> **EXERCISES TO COMPLETE**:
A: In the passage on value propositions, which of the four questions do people tend to focus on to the exclusion of the others?
B: Continue the passage on value propositions from where it stops.

─── PROVIDED PASSAGE

Innovation Or Renovation Opportunities Require a Value Proposition

April 26, 2007

The goal of every innovation or product renovation is to create and deliver value to the customer or user (internal or external customers!) that is clearly greater than the users’ alternatives. The difference must be compelling to the users.

But how do you start to develop new value for the customer?

Begin with the value proposition. It is the nucleus for value creation, because it addresses the four fundamental questions that must always be answered when you start to create new customer value.

  • What is the customer and market Need?
  • What is my Approach for addressing this need?
  • What are the specific Benefits that result from this approach (also in quantitative terms)?
  • How are these Benefits superior to the Competitive alternatives?

Value propositions are difficult to develop because initially, you don’t always know enough about any of these questions. One tends to focus on the ‘approach’, to the exclusion of the other questions. Jam sessions that provide feedback from a disparate audience help you improve and make your value proposition compelling.

──────
─── STORED DATA

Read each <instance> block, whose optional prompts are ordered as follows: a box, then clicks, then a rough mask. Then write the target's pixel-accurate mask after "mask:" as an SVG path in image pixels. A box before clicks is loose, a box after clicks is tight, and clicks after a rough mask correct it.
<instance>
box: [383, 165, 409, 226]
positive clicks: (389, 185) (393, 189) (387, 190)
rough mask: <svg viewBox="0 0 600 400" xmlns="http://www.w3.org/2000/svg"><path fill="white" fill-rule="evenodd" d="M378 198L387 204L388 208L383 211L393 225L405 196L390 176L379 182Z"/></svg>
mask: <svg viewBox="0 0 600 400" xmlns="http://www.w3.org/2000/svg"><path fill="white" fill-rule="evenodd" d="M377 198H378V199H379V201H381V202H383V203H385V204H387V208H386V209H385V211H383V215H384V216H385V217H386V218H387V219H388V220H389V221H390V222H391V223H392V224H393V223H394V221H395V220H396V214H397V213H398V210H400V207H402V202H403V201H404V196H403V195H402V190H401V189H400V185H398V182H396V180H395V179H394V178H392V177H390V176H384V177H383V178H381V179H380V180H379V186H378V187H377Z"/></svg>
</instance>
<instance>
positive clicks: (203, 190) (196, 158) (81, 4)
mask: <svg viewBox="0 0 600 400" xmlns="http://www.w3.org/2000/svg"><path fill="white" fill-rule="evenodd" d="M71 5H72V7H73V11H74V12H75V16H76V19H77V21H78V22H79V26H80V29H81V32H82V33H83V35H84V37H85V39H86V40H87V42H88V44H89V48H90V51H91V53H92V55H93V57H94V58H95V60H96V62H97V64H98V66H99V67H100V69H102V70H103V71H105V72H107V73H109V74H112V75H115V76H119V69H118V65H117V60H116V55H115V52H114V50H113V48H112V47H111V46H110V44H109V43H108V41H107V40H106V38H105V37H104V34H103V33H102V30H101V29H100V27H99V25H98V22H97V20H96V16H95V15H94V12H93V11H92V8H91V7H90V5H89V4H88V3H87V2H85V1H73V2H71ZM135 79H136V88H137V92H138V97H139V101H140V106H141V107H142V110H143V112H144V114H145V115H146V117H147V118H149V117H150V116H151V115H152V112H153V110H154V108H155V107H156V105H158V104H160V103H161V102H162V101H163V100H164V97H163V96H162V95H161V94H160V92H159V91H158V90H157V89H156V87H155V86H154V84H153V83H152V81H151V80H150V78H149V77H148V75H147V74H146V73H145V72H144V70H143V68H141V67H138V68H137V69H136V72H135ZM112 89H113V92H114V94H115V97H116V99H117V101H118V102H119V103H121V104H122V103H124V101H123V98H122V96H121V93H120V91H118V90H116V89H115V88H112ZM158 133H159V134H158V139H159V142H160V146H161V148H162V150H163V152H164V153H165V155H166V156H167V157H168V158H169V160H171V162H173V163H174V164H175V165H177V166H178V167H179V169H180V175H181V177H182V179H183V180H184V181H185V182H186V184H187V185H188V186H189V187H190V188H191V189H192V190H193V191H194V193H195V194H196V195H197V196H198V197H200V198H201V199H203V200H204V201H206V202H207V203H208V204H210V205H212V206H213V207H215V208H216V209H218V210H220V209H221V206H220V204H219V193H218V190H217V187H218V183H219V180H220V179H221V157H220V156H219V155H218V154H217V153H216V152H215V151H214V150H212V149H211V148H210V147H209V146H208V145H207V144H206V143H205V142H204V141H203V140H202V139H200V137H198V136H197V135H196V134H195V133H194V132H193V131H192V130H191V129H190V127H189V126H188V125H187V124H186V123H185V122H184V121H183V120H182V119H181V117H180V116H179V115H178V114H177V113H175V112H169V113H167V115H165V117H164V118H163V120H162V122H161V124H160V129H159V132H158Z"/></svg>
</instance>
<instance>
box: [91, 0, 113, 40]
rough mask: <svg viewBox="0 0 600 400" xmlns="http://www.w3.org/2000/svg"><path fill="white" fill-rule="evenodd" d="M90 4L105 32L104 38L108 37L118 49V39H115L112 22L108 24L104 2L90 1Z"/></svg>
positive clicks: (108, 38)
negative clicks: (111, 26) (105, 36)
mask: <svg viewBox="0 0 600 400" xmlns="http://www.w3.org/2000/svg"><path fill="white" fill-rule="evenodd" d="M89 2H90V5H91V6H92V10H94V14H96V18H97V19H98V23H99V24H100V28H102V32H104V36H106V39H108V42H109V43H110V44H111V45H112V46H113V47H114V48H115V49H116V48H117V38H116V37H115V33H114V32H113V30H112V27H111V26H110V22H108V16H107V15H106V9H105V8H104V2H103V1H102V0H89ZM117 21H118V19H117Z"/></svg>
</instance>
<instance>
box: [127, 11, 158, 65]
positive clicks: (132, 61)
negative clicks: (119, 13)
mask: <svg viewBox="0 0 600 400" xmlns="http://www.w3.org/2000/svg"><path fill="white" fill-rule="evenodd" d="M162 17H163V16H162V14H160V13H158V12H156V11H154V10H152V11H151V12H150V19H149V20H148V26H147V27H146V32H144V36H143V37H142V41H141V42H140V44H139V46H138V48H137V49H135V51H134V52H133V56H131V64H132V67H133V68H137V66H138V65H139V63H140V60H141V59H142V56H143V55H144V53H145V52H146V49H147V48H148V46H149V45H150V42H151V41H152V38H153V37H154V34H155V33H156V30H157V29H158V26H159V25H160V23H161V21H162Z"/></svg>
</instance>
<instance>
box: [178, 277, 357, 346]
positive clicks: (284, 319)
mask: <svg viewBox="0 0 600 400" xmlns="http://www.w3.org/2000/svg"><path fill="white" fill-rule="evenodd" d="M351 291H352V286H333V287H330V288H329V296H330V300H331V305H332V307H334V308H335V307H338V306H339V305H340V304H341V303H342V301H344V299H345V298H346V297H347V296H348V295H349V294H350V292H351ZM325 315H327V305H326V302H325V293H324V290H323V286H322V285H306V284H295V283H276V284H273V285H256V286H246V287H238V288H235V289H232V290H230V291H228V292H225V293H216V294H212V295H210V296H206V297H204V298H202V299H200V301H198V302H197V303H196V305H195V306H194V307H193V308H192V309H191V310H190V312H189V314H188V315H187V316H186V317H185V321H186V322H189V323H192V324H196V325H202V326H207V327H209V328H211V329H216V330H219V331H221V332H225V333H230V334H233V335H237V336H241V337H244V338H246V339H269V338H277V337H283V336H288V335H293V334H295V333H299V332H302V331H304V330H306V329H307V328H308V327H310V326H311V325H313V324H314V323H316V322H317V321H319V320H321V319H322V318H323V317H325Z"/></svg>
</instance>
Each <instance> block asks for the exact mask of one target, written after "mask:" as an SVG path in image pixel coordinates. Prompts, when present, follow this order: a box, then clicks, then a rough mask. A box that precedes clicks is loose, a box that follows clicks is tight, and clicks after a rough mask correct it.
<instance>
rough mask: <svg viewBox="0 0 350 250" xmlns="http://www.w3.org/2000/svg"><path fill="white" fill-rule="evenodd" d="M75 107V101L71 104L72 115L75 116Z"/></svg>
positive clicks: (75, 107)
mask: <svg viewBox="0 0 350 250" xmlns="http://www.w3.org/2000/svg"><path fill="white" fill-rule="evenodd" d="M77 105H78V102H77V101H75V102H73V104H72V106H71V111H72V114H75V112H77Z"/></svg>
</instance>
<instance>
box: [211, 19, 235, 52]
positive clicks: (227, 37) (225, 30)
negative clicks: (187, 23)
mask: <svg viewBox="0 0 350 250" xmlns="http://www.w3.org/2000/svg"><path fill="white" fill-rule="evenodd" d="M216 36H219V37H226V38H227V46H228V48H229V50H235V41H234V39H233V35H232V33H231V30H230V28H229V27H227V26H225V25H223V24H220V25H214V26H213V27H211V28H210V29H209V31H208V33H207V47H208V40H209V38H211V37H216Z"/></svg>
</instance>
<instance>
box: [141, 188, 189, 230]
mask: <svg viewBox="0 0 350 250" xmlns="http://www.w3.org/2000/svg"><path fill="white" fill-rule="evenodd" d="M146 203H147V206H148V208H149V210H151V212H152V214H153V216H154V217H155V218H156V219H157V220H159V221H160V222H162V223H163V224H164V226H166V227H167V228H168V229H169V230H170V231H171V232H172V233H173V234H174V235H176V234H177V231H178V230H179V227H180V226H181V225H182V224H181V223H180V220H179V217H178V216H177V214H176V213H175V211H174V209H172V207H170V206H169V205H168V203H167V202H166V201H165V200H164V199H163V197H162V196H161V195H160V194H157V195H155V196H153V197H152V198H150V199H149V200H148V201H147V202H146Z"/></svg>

──────

> **TASK-BY-TASK ANSWERS**:
A: The approach for addressing the need.

B:
For different situations you might need a different value proposition, depending who you present it to. The metrics for the users are benefits and how those benefits compare with those of the competition. The metrics for an investor, which can be a senior manager of your company, a business unit manager or a venture capitalist, might include market size, profit revenue growth and return on investment.

In his book The Art of The Start venture capitalist and author Guy Kawasaki gives good advise on how to approach the sponsor. Guy draws upon his background as an envangelist for Apple Computer, Inc.

Watch his speech here. Download the Powerpoint slides that Guy was using during his ‘The Art of The Start’ speech.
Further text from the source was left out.